- **Problem description**
Rewrite every line of the material below as a JSON list of strings, one string per line, omitting blank lines and leaving out the pictures.

-- BEGIN Data entries --

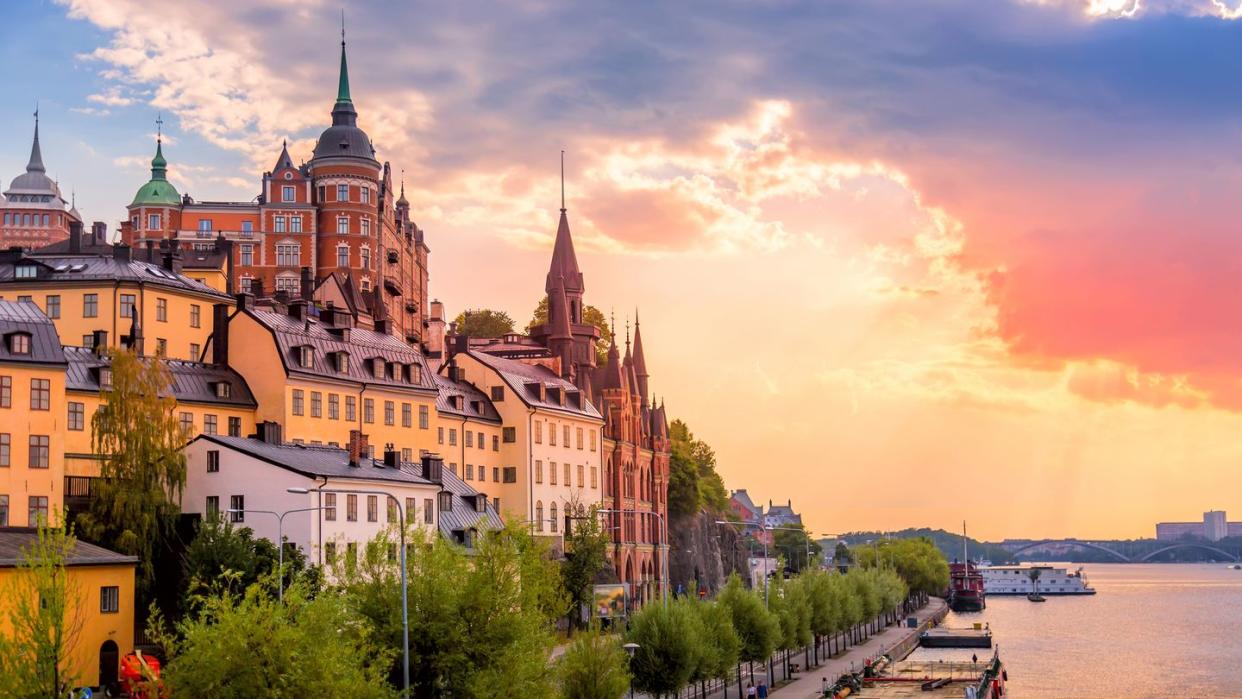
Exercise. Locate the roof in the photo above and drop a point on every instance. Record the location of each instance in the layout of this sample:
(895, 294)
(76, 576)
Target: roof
(318, 461)
(102, 267)
(463, 515)
(45, 344)
(519, 376)
(16, 540)
(363, 345)
(193, 381)
(470, 396)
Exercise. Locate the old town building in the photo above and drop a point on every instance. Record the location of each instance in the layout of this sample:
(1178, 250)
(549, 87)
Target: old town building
(338, 214)
(34, 211)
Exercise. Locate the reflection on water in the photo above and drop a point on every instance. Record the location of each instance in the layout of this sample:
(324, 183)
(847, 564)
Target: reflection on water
(1153, 630)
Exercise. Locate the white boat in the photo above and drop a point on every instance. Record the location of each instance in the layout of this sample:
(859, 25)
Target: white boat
(1016, 580)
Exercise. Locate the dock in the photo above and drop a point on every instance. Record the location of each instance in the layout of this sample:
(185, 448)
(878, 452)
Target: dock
(943, 637)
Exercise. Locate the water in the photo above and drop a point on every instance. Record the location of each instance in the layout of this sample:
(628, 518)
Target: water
(1151, 630)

-- END Data entries --

- **Result for this task**
[
  "Exercise. Locate the roof in the photo above and drop a point on every instance. Record the location of each instance in the layout of this sample:",
  "(895, 294)",
  "(76, 576)",
  "Target: roof",
  "(318, 461)",
  "(102, 267)",
  "(463, 515)",
  "(45, 344)",
  "(519, 376)",
  "(16, 540)",
  "(363, 345)",
  "(193, 381)",
  "(470, 396)",
  "Exercise. Locate the old town building in the photo above and drop a point on every instance. Record the location of each instance in the layout of this sample:",
  "(1178, 250)",
  "(549, 87)",
  "Target: old town building",
  "(338, 214)",
  "(34, 211)",
  "Exercise. Locate the reflection on water in the photo above and drop a point on every instance. Record the location of each instance in the layout of this sample:",
  "(324, 183)",
  "(847, 564)",
  "Target: reflection on water",
  "(1153, 630)",
  "Exercise. Locate the white boat in the photo above and drop a point on every instance. Record the location of each instance in the layout of this sample:",
  "(859, 25)",
  "Target: white boat",
  "(1016, 580)",
  "Exercise. Locate the dock in the photo above and drop a point on every instance. Record the location of each instance in the layout of this sample:",
  "(185, 448)",
  "(878, 452)",
  "Target: dock",
  "(943, 637)",
  "Exercise. Locate the water in the photo above and drop a point on every instance. Record the location of each instance in the layout of this sample:",
  "(628, 518)",
  "Target: water",
  "(1151, 630)"
]